THE TASK — Type out all the records again exactly.

Referring expression pointing data:
::::

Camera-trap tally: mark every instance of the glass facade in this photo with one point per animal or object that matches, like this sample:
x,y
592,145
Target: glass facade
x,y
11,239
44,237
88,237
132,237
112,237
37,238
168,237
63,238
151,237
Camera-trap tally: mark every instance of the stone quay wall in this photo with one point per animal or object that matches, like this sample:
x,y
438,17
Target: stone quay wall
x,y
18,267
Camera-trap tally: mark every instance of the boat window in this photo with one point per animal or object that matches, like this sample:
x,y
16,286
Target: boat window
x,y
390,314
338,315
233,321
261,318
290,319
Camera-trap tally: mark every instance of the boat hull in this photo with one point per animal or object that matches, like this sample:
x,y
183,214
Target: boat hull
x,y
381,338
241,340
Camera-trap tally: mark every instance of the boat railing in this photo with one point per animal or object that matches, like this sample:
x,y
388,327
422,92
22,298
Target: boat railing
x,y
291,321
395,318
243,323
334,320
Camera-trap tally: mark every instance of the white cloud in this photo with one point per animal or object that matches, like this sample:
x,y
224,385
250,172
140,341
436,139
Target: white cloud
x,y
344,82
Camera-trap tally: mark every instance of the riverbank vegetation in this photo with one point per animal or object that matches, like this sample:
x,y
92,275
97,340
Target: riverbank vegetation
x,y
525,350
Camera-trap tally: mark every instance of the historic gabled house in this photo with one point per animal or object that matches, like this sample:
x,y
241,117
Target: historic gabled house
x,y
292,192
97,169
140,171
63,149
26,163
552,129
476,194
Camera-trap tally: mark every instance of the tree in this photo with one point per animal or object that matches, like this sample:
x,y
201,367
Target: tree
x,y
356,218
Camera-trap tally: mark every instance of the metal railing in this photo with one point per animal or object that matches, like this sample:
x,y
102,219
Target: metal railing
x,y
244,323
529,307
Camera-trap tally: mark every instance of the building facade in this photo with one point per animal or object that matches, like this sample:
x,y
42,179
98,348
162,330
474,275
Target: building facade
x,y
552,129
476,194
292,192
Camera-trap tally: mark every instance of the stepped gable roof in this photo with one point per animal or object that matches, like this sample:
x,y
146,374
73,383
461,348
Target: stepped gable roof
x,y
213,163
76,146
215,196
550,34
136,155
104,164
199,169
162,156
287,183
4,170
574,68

::::

RESULT —
Camera-trap tally: mark every instance of the glass facade in this photo with one point per animal or object that matches, like this sample:
x,y
592,145
Target: glass facade
x,y
11,239
44,237
88,237
132,237
112,237
37,238
168,237
63,238
151,237
Camera-trap tally: mark every instance of the stone quay wall in this photo with one point per animal or object that matches, like this sample:
x,y
438,17
Target: stone quay wall
x,y
18,267
Camera-trap tally: mark every instance of the boat window in this photo with one point per animal or object that matches, like this sample:
x,y
16,286
Target: boat window
x,y
390,314
338,315
233,321
261,318
290,319
Camera-trap tally: mark every instance of the boat hull in this photo with one point per animal or object that matches, like this sample:
x,y
183,214
Target: boat hull
x,y
381,338
241,340
Camera-trap tally: mark every instance of the boat railing in this photo with one point per animal or object that matches, like this sample:
x,y
388,327
422,92
22,298
Target: boat railing
x,y
291,321
395,318
243,323
334,320
Camera-trap tally: mark every instance of the white cloud in this photo with one point per animal or object that matches, like this sample:
x,y
224,385
250,172
140,341
436,139
Target: white cloud
x,y
344,82
Camera-trap tally: mark every instance of the riverbank vegetation in this photo with one point per animal or object that matches, like this sample:
x,y
92,275
97,340
Target: riverbank vegetation
x,y
525,350
Camera-trap tally: mark every instance of the historic gabled house in this photo with one point per animal or object that matches, like this sample:
x,y
241,117
Target: historic gabled house
x,y
292,192
97,169
140,171
63,149
26,163
552,129
476,194
Camera-trap tally: mark every instance of the tree in this photo with one point per animal or object that matches, like this sample:
x,y
201,367
Target: tree
x,y
356,218
Camera-trap tally: mark every instance of the metal railing in this photo with one point per animal or object that matches, like this sample:
x,y
102,219
Target: metal railing
x,y
244,323
529,307
Camera-trap tally: mark every instance of the building facade in this photo with one point per animal or object that matches, like this sample:
x,y
42,179
98,348
162,330
474,275
Target: building facade
x,y
552,129
476,194
292,192
Camera-trap tally: mark every instance of the stepped gable roof in this photo with one point per animal or object that matches, like this sample:
x,y
146,374
73,383
461,348
Target: stepped gable roof
x,y
213,163
76,146
215,196
550,34
136,155
104,164
199,169
162,156
287,183
4,170
574,68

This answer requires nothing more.